• [PROBLEMS]:
A – Please copy the passage from the New Year party post between "Ain’t no party" and "not make 2024.", inclusive, word for word.
B – Repeat the listing lines from its first line through the line containing "Target: dense tree canopy", both included, with nothing changed.

Ain’t no party like a Fletcher New Year Party


It’s New Year’s Eve and at the stroke of midnight we all turn back into mice, our cars turn into pumpkins and Alaskarella turns back into a poor little servant girl…Nah she’s always gonna be a princess, and Grayson the not so ugly, not so step brother…fuck it this story makes no sense…it’ll be 2024!!!


Crazy how the week between Christmas and new year has all blurred together…no idea what day it is, and pretty sure I may have eaten some questionable Turkey and leftovers from Christmas dinner. That’s almost a week ago? Are we sure?! Bugger, I may not make 2024.


We’ve had a great time spending it as a family, Christmas Day was mental as usual, and Boxing Day was a laugh, spent down Mam and Dads, catching up with the siblings and playing stupid games like Sweary Bingo and Cards Against Humanity. Fun little ironic fact…Anya, my nearly 19 year old sister who owns said games, cannot play them in completion due to her fear of swearing…hmmm, strange ey?!

• [SUPPLIED ENTRIES]:
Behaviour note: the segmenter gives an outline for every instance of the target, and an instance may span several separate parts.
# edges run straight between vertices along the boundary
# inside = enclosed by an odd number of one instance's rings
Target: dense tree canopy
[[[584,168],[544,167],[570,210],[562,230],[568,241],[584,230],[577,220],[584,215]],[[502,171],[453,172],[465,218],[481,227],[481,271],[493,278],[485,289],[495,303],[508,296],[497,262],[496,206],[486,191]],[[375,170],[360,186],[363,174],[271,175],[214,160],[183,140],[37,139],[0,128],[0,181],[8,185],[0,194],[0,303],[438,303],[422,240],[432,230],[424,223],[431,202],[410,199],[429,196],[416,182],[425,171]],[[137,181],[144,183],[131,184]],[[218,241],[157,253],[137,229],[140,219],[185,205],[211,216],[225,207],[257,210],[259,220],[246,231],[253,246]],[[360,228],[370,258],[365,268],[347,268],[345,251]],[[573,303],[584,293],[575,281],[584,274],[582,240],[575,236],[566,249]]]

• [SOLUTIONS TO THE TASKS]:
A –
Ain’t no party like a Fletcher New Year Party


It’s New Year’s Eve and at the stroke of midnight we all turn back into mice, our cars turn into pumpkins and Alaskarella turns back into a poor little servant girl…Nah she’s always gonna be a princess, and Grayson the not so ugly, not so step brother…fuck it this story makes no sense…it’ll be 2024!!!


Crazy how the week between Christmas and new year has all blurred together…no idea what day it is, and pretty sure I may have eaten some questionable Turkey and leftovers from Christmas dinner. That’s almost a week ago? Are we sure?! Bugger, I may not make 2024.

B –
Behaviour note: the segmenter gives an outline for every instance of the target, and an instance may span several separate parts.
# edges run straight between vertices along the boundary
# inside = enclosed by an odd number of one instance's rings
Target: dense tree canopy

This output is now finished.